TEXT EXCERPT:
— Begin —

My seventh grade English teacher had a big chart on her wall that some past class had made, with literary and intellectual movements stacked on top of each other, with their themes and what they were reacting against in the past movement. The writers of the Enlightenment were reacting against the religiosity and irrationalism of the medieval period, the Romantics were reacting against how boring the Enlightened rationalists were, Realism reacted against how goofy the Romantics were, Modernism and Absurdism reacted against Realism's limitations, etc. An extremely Hegelian view of literature. Everything exists within a context.

When you start editing original texts, you get stuff like this. The old teen girl book series Pretty Little Liars has been "updated" in the latest releases, including e-books apparently purchased in the past and stored in the cloud, to include modern references. At least, that's the stuff girls noticed, I wouldn't be surprised if slurs that would have been mildly edgy in 2003 were edited out in 2020. Now I'll grant you that PLL isn't a core work of the literary canon, but the only way this kind of thing doesn't happen is if people at least try to prevent it. I don't want to be hunting for particular editions of a book to make sure it's the real text and not recent politically correct innovations.

— End —

THE TASKS:
a – Do these statements agree with the passage on literary movements and book edits? Answer yes or no for each, quoting the words that decide it. (i) A class from an earlier year made the chart on the teacher's wall. (ii) The Romantics were reacting against how goofy the Realists were. (iii) The Pretty Little Liars changes reached only newly printed copies.
b – Carry the passage on literary movements and book edits further, starting after its last sentence.

STORED DATA:

— Begin —

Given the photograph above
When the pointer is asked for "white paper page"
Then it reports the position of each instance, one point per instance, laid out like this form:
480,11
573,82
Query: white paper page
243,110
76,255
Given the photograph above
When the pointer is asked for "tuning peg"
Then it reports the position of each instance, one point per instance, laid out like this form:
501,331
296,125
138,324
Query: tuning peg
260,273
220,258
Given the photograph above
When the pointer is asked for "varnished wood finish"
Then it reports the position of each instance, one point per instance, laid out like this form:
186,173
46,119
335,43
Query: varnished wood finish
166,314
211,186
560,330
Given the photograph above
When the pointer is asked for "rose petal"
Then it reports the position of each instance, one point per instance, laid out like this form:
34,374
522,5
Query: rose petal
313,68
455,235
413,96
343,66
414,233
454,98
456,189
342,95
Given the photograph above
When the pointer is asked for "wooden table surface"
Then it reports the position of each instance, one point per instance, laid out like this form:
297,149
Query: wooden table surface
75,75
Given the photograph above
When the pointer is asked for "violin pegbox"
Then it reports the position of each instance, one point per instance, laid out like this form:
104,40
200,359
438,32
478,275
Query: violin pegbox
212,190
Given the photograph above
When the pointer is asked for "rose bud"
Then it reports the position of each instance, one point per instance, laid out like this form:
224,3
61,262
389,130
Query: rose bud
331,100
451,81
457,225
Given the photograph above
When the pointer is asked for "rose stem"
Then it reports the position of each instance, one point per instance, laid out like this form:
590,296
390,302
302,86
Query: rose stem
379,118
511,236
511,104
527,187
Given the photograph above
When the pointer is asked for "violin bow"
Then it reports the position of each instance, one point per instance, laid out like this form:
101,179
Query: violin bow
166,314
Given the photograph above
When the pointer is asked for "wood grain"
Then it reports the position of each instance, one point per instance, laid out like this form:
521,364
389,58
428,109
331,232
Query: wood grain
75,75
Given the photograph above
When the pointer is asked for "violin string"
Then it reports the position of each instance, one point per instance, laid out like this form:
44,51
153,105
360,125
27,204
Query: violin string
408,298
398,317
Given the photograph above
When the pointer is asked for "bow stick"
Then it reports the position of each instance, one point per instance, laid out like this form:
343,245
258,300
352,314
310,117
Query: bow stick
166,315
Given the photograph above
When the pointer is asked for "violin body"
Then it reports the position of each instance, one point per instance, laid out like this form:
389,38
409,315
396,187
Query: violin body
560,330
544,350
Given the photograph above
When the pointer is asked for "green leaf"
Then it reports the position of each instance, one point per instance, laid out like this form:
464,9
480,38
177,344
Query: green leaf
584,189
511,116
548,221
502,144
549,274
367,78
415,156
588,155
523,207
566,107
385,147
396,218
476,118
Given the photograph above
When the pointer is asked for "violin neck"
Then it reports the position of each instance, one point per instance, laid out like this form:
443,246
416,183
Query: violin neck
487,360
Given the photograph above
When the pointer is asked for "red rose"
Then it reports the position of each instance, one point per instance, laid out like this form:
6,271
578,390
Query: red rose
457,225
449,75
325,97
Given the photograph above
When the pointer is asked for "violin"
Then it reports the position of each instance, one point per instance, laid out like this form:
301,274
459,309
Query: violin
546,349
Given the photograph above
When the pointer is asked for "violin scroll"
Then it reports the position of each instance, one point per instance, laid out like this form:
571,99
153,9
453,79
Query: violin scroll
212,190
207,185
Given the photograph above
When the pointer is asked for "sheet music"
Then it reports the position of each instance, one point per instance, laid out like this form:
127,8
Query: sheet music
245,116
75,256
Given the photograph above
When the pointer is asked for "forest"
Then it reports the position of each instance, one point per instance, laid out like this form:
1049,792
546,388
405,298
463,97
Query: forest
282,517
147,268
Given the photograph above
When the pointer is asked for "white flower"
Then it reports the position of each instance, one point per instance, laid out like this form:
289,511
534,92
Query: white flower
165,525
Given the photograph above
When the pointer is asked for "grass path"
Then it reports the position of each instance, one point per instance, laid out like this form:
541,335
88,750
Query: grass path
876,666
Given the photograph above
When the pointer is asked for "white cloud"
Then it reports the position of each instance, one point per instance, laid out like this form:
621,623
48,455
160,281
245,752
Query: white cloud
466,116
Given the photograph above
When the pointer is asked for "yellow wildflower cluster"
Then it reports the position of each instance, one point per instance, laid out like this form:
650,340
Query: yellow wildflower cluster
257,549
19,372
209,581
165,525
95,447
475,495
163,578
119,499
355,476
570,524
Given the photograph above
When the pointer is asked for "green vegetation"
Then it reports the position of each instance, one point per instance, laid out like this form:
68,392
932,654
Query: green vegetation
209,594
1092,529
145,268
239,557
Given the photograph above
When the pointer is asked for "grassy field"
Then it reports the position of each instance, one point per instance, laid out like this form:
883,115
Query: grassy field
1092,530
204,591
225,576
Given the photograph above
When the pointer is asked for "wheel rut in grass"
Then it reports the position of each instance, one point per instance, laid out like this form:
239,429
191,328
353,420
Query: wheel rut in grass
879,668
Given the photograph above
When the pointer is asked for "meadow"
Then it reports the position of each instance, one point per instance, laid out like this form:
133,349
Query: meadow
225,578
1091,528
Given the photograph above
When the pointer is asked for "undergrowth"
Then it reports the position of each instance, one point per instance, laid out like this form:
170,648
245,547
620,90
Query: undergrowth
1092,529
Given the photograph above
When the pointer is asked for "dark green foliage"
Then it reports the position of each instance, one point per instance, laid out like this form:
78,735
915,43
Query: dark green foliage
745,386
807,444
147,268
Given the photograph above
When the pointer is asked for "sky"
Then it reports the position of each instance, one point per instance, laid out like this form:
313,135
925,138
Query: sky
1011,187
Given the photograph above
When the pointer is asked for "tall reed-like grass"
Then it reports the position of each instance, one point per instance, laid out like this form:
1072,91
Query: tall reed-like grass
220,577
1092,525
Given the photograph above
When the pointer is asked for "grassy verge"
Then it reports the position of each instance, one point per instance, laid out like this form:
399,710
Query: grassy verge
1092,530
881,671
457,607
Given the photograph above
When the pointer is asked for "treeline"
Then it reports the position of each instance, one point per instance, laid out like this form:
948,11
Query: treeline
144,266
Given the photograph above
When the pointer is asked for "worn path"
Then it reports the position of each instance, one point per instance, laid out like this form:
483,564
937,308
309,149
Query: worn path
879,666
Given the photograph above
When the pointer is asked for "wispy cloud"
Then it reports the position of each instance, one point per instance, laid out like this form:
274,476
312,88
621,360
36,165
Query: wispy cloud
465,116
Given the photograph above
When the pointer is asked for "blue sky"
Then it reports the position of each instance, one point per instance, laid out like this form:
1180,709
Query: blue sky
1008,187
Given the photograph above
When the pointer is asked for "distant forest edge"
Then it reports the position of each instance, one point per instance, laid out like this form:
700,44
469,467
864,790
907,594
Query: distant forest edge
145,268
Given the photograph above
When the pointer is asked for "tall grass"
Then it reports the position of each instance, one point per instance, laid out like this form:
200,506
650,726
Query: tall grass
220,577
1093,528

— End —

RESPONSE LIST:
a –
(i) Yes: "that some past class had made"
(ii) No: "Realism reacted against how goofy the Romantics were"
(iii) No: "including e-books apparently purchased in the past and stored in the cloud"

b –
Austen is much more accessible to the modern reader than the KJV or Hamlet, and reading things like Pride and Prejudice will prepare you for reading Shakespeare.

Funny, I would hard disagree on the Shakespeare point. Sure, there will be even more words you have to look at the footnotes for, but Shakespeare's plays are written to be performed on stage, generally in a simple and natural meter, which inherently limits sentence length and complexity. Having trouble with To Be or Not To Be? Just read it like you were speaking it. Austen and the later Victorian novelists are the result of a tradition continually building on Shakespeare's English, making it more structurally complex and verbose to fit a reading public rather than a theatre audience (if nothing else, if you look at Victorian novelists, their most kudzu sentences are generally physical descriptions of a scene, which Shakespeare doesn't do much. Marlowe, yes, but rarely Shakespeare).